» **Exercise brief**
All entries must be repeated exactly; do not include the pictures.

» **Records to process**
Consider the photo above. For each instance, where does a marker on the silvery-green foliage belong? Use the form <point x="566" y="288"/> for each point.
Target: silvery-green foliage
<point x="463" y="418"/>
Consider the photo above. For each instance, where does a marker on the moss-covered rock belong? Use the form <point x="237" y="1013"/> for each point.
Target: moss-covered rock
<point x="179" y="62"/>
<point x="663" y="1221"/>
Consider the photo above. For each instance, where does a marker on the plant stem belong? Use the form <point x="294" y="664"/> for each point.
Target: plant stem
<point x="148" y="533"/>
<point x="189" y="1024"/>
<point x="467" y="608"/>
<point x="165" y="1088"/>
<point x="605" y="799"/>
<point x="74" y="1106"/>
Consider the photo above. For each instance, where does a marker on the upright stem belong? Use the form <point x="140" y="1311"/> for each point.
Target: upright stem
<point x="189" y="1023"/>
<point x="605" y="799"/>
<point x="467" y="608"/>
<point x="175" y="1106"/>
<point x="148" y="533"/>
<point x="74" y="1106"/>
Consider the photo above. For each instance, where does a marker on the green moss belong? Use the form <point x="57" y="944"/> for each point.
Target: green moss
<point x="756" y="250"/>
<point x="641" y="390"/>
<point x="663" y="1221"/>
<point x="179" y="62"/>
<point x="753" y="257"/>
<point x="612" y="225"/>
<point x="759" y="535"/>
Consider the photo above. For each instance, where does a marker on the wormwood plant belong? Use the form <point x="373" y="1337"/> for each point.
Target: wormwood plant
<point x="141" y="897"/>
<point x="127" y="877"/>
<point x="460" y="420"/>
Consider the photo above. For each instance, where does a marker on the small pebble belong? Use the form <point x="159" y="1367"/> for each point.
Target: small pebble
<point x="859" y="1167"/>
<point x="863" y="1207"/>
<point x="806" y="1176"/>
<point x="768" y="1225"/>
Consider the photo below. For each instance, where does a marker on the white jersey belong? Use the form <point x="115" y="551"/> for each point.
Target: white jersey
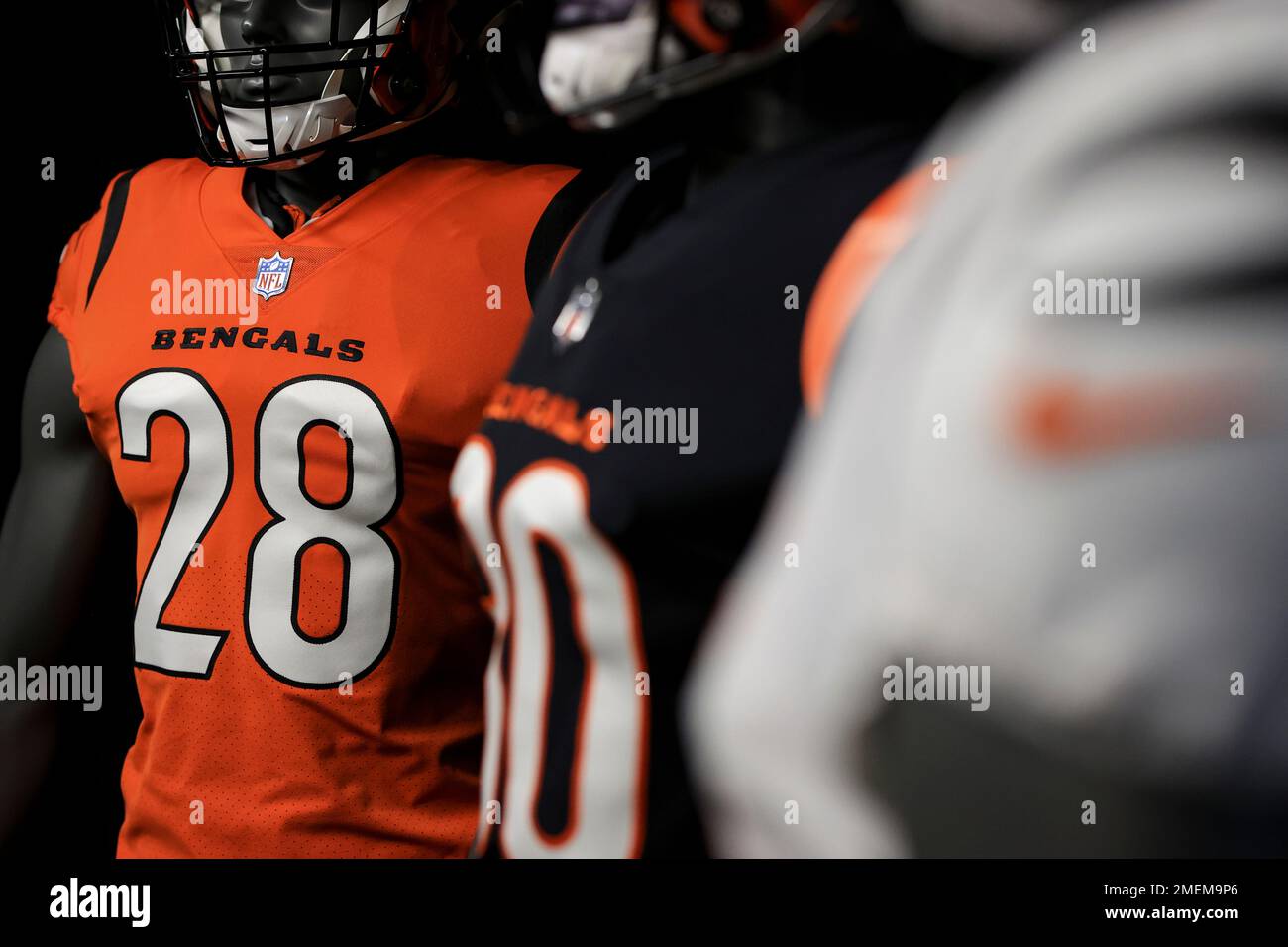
<point x="1056" y="447"/>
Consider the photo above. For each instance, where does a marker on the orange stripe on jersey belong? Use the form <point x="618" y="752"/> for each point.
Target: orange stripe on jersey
<point x="862" y="256"/>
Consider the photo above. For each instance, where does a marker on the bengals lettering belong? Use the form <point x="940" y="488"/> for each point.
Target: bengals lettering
<point x="256" y="338"/>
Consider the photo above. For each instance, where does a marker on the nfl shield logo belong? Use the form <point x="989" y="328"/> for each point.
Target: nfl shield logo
<point x="271" y="274"/>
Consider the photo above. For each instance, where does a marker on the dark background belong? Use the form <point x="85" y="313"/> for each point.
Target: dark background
<point x="90" y="89"/>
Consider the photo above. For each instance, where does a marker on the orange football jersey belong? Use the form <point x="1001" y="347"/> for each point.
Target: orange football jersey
<point x="281" y="414"/>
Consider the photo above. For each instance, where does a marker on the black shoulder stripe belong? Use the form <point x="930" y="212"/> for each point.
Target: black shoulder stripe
<point x="557" y="222"/>
<point x="111" y="228"/>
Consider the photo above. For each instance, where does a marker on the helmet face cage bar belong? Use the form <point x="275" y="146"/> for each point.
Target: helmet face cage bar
<point x="204" y="75"/>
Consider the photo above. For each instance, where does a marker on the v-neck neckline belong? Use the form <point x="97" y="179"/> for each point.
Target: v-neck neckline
<point x="232" y="221"/>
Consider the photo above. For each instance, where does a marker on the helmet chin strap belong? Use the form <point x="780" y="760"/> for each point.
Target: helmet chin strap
<point x="295" y="125"/>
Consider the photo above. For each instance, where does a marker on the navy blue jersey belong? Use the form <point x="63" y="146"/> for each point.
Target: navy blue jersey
<point x="619" y="474"/>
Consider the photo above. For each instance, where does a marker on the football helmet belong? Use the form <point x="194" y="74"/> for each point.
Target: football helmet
<point x="274" y="81"/>
<point x="606" y="62"/>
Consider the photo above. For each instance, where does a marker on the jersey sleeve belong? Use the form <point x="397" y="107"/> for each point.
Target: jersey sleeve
<point x="77" y="264"/>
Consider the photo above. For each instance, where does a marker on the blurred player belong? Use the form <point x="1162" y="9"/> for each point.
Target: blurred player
<point x="1039" y="600"/>
<point x="277" y="368"/>
<point x="625" y="462"/>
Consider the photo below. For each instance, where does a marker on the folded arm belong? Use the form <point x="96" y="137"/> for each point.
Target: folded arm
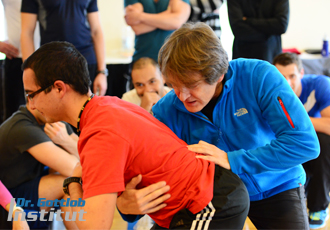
<point x="54" y="157"/>
<point x="322" y="124"/>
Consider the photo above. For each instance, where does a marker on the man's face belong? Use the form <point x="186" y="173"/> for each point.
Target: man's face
<point x="292" y="75"/>
<point x="148" y="79"/>
<point x="42" y="102"/>
<point x="197" y="96"/>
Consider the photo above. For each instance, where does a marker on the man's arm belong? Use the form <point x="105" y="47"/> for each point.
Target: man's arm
<point x="322" y="124"/>
<point x="54" y="157"/>
<point x="28" y="22"/>
<point x="100" y="81"/>
<point x="277" y="24"/>
<point x="59" y="135"/>
<point x="177" y="13"/>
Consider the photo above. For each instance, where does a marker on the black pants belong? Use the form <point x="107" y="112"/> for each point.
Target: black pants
<point x="286" y="210"/>
<point x="13" y="91"/>
<point x="227" y="210"/>
<point x="318" y="177"/>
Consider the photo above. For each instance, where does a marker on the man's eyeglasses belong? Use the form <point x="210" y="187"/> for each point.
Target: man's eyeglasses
<point x="32" y="95"/>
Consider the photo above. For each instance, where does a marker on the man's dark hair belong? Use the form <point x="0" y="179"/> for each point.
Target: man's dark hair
<point x="285" y="59"/>
<point x="59" y="61"/>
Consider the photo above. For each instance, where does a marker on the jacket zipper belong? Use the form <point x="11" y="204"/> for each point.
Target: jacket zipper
<point x="285" y="111"/>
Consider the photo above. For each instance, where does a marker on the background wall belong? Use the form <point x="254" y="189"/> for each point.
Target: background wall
<point x="309" y="22"/>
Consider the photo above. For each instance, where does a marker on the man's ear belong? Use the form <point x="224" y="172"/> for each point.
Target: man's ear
<point x="60" y="87"/>
<point x="302" y="72"/>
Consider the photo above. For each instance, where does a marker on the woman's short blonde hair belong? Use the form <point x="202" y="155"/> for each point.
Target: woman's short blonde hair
<point x="193" y="48"/>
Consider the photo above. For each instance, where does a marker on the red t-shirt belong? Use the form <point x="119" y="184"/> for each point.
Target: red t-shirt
<point x="120" y="140"/>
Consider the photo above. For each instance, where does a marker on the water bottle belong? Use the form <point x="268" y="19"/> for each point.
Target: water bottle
<point x="325" y="48"/>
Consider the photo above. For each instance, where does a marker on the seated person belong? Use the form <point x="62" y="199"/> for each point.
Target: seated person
<point x="5" y="198"/>
<point x="120" y="140"/>
<point x="148" y="84"/>
<point x="241" y="115"/>
<point x="314" y="92"/>
<point x="25" y="150"/>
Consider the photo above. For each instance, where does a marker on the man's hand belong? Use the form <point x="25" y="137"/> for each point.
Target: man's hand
<point x="210" y="153"/>
<point x="100" y="84"/>
<point x="133" y="13"/>
<point x="147" y="200"/>
<point x="8" y="49"/>
<point x="149" y="99"/>
<point x="57" y="132"/>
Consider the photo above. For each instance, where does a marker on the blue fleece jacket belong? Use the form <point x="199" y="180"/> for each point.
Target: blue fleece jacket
<point x="258" y="121"/>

» **The reply**
Consider the photo above. For each instance, where does a marker on the silvery-green foliage belong? Use the form <point x="566" y="288"/> for each point.
Target: silvery-green foliage
<point x="463" y="418"/>
Consider the photo above. For each instance, where does a marker on the moss-covered rock belong? Use the form <point x="237" y="1013"/> for each point.
Target: moss-covered rock
<point x="179" y="62"/>
<point x="663" y="1221"/>
Consider the photo above. For each instance, where does a marker on the plant stem belong? Use the form <point x="294" y="664"/> for each point.
Target: plant stem
<point x="148" y="533"/>
<point x="189" y="1024"/>
<point x="467" y="608"/>
<point x="165" y="1088"/>
<point x="605" y="799"/>
<point x="74" y="1106"/>
Consider the photo above. For each instance, where does a marker on the upright stem belong? Use the form <point x="140" y="1311"/> for each point.
Target: upright stem
<point x="189" y="1023"/>
<point x="605" y="799"/>
<point x="467" y="608"/>
<point x="175" y="1106"/>
<point x="148" y="533"/>
<point x="74" y="1106"/>
Consider the photo above. For each instance, where does a marker on the green moss belong? Use the form <point x="57" y="944"/> for each point.
Target: green moss
<point x="756" y="250"/>
<point x="641" y="390"/>
<point x="663" y="1221"/>
<point x="179" y="62"/>
<point x="753" y="257"/>
<point x="612" y="225"/>
<point x="759" y="535"/>
Consider the photo above. For each instance, where does a marker on the wormwood plant belong? Use the form <point x="373" y="1337"/> for each point.
Target: wormwood plant
<point x="141" y="897"/>
<point x="127" y="877"/>
<point x="460" y="420"/>
Consider the photo above. For each instance, where does a marker on the small pebble belong? Use the form <point x="159" y="1367"/> for each point.
Target: small pebble
<point x="859" y="1167"/>
<point x="863" y="1207"/>
<point x="806" y="1176"/>
<point x="768" y="1225"/>
Consider the photo below. For each instance, where does a marker on the white jersey belong? Use the form <point x="115" y="551"/> for each point.
Target: white jersey
<point x="1056" y="447"/>
Consider the photo above. For each instance, where does a marker on the orange stripe on jersey belong? Use the form <point x="618" y="752"/> for each point.
Target: orange stripe on jersey
<point x="862" y="256"/>
Consider the photo above. For each instance, where does a marker on the bengals lettering belong? Use the form <point x="940" y="488"/> for each point.
Target: bengals lettering
<point x="256" y="338"/>
Consider the photo above. For each instance, where does a marker on the nfl shield logo belong? Use the form <point x="989" y="328"/> for each point.
Target: nfl shield logo
<point x="271" y="274"/>
Consider the photo above. For each instance, where does a marker on the dark background belong? Use the form <point x="85" y="313"/> for each point.
Target: dark background
<point x="90" y="89"/>
Consider the photo above. For each instance, where does a marker on the orange football jersey belong? Use the form <point x="1001" y="347"/> for each point.
Target: orange football jersey
<point x="281" y="414"/>
Consider the photo above. For each instance, where does a marker on the black shoulder stripe belong? Use the form <point x="930" y="212"/> for each point.
Target: black shoulder stripe
<point x="557" y="222"/>
<point x="111" y="228"/>
Consider the photo above. For each instance, where does a marker on the helmet face cage bar belong? Use the form <point x="275" y="146"/> for each point.
Target: helmet face cage bar
<point x="204" y="75"/>
Consider the photo above. For each instance, where does a marker on the v-neck neckline belong? Use the form <point x="97" y="179"/> for each point.
Target: v-neck neckline
<point x="232" y="221"/>
Consider the photo above. For each instance, where does a marker on the helmet chin strap belong? Use the form <point x="780" y="760"/> for each point.
Target: helmet chin strap
<point x="295" y="125"/>
Consider the photo above. For each instance, where does a marker on the navy blue jersey belong? Use the form <point x="63" y="146"/> for each point.
Target: navy blue jersey
<point x="619" y="474"/>
Consider the photo above. For each instance, where does a marker on the football helmet belong? Use the form <point x="194" y="74"/> for each point.
Target: football helmet
<point x="274" y="81"/>
<point x="606" y="62"/>
Consider the photo above. For each instance, where does a marker on the jersey sleeve belong? Use the form <point x="397" y="107"/> for each point.
Target: jersey sleeve
<point x="77" y="264"/>
Consider the photo above. For each instance, where does a marker on the blurred player belong? Use the form <point x="1162" y="9"/> for each point.
Target: blurred player
<point x="1039" y="600"/>
<point x="277" y="368"/>
<point x="625" y="462"/>
Consider the photo below. For each instance, where does a marker on the folded arm belong? Use the form <point x="96" y="137"/> for each point.
Target: folded arm
<point x="54" y="157"/>
<point x="322" y="124"/>
Consider the photo above. For each instance, where does a marker on the man's face belong? Use the form <point x="186" y="173"/> for each point.
Target: man's face
<point x="292" y="75"/>
<point x="148" y="79"/>
<point x="42" y="102"/>
<point x="197" y="96"/>
Consider the photo above. For each instance, where does a marker on the man's arm belong? Use the form <point x="105" y="47"/> for each point.
Target: man's arm
<point x="322" y="124"/>
<point x="54" y="157"/>
<point x="28" y="22"/>
<point x="100" y="81"/>
<point x="277" y="24"/>
<point x="59" y="135"/>
<point x="177" y="13"/>
Consider the photo above. For each instance, where does a marker on the black pants belong? Use the form <point x="107" y="112"/> for each point.
Target: black pants
<point x="286" y="210"/>
<point x="13" y="91"/>
<point x="227" y="210"/>
<point x="318" y="177"/>
Consider the photo above. For each instance, where does a marker on the man's eyeglasses belong? Use the form <point x="210" y="187"/> for each point.
Target: man's eyeglasses
<point x="32" y="95"/>
Consider the photo above. For each instance, where does a marker on the man's dark hair belong? Use the form <point x="0" y="179"/> for each point.
Target: man's dark hair
<point x="285" y="59"/>
<point x="59" y="61"/>
Consider the photo above. For each instance, where does a marker on the jacket zipper belong? Use the form <point x="11" y="204"/> for each point.
Target: jacket zipper
<point x="285" y="111"/>
Consider the photo above. For each instance, where does a marker on the background wall belong? Use the form <point x="254" y="189"/> for each point.
Target: background wall
<point x="309" y="22"/>
Consider the photo above. For each instance, where does a marker on the man's ear belong? Use the form <point x="224" y="172"/> for each point.
Target: man's ear
<point x="60" y="87"/>
<point x="302" y="72"/>
Consider the photo above. For each instance, where does a marker on the woman's short blonde hair belong? Use the form <point x="202" y="155"/> for each point.
Target: woman's short blonde hair
<point x="193" y="48"/>
Consider the photo above. For each instance, where does a marker on the red t-shirt belong? Use the form <point x="119" y="184"/> for each point.
Target: red t-shirt
<point x="120" y="140"/>
Consider the photo above. For each instance, where does a marker on the water bottle belong? Use the form <point x="268" y="19"/> for each point.
Target: water bottle
<point x="325" y="48"/>
Consider the photo above. For each instance, where does a marker on the seated person belong? Use the form <point x="62" y="199"/> for each point.
Target: seated person
<point x="5" y="198"/>
<point x="120" y="140"/>
<point x="148" y="84"/>
<point x="241" y="115"/>
<point x="314" y="92"/>
<point x="25" y="150"/>
Consider the photo above. For each instance, where does a marker on the man's hand belong? Use the form <point x="25" y="137"/> for each point.
Target: man's hand
<point x="210" y="153"/>
<point x="100" y="84"/>
<point x="133" y="13"/>
<point x="147" y="200"/>
<point x="8" y="49"/>
<point x="149" y="99"/>
<point x="57" y="132"/>
Consider the photo above. For each instance, where does a marker on the blue fleece jacket belong? Use the form <point x="199" y="180"/> for each point.
Target: blue fleece jacket
<point x="258" y="121"/>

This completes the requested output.